WHAT TO WORK ON:
The blog post on Texas abortion legislation calls the phrase "The War on Women" possibly "a bit on the hyperbolic side." Explain why the author still finds it hard to argue with.

Tuesday, June 25, 2013

How The War On Women Could Backfire And Turn Texas Blue!

I’m starting to get the feeling that Republicans don’t actually believe women exist, or that they can’t remember that the 19th Amendment was adopted in 1920. That’s the only reason I can think of for their repeated attempts to subjugate women and strip them of all control of their reproductive rights. It’s not like the GOP’s assault on abortion rights is anything new. The narrative was quite strong during last year’s elections and led to the coining of a new, if not somewhat controversial bit of rhetoric from the left — The War on Women. Maybe that phrase is a bit on the hyperbolic side, but it’s hard to argue with it when you look at the sheer number of anti-abortion bills — bills that ignore the rule of law and settled Constitutional precedent — that have sprung up in the states and even in our own House of Representatives.

Clearly the messages of 2012 have not been received. Republicans still don’t get it; women can and do vote, especially when they feel rights they’ve grown up enjoying are being threatened. Republicans in Texas clearly haven’t gotten that memo either, as they’re trying to rush insanely repressive and regressive legislation that would close down most of the state’s forty-two abortion clinics. I myself find it a bit absurd that in a state as massive as Texas (I’ve been through many times) there are only 42 clinics, but the bill being rushed through the legislature down in the Lone Star State would all but eliminate women’s access to abortion services in the state. Governor Rick “Drunk on Moonshine, High on Jesus and Guns” Perry has already committed to signing the bill once it gets to his desk, which it is expected to sometime this week.

Collection entries:
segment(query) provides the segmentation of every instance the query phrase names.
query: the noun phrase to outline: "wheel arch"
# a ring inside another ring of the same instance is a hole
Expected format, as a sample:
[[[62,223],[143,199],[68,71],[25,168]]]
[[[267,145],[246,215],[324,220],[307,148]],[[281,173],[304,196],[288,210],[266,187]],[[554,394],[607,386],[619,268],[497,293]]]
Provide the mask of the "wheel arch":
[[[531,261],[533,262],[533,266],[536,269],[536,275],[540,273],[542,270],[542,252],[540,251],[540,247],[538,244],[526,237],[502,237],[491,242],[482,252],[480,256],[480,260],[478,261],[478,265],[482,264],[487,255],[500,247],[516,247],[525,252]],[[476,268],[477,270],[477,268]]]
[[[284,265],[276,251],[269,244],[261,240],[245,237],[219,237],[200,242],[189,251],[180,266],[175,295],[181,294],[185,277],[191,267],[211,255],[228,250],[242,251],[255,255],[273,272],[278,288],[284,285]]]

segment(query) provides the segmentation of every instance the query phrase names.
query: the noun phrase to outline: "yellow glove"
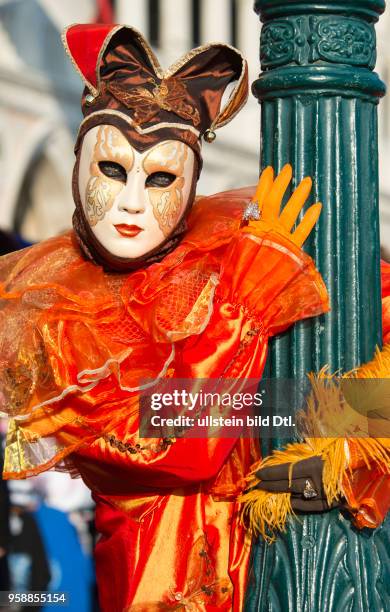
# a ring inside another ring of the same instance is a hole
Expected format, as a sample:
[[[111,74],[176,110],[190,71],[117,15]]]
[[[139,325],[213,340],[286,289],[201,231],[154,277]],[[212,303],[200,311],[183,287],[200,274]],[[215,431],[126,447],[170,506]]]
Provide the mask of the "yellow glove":
[[[312,180],[306,177],[301,181],[286,206],[280,212],[283,196],[292,178],[292,167],[286,164],[274,180],[274,171],[268,166],[262,173],[257,185],[253,202],[258,204],[260,210],[259,221],[249,221],[241,231],[250,234],[263,234],[276,230],[298,246],[302,246],[309,236],[321,214],[322,204],[317,202],[308,208],[296,229],[294,226],[305,202],[310,194]]]

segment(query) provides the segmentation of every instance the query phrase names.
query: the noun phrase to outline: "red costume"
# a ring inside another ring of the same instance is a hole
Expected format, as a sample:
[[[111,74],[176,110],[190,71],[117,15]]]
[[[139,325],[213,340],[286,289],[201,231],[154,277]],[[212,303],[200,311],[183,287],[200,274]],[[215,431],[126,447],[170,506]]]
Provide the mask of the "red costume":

ANSWER FOR THE TASK:
The author finds the phrase hard to argue with because of the sheer number of anti-abortion bills that have sprung up in the states and in the House of Representatives. According to the author, these bills ignore the rule of law and settled Constitutional precedent.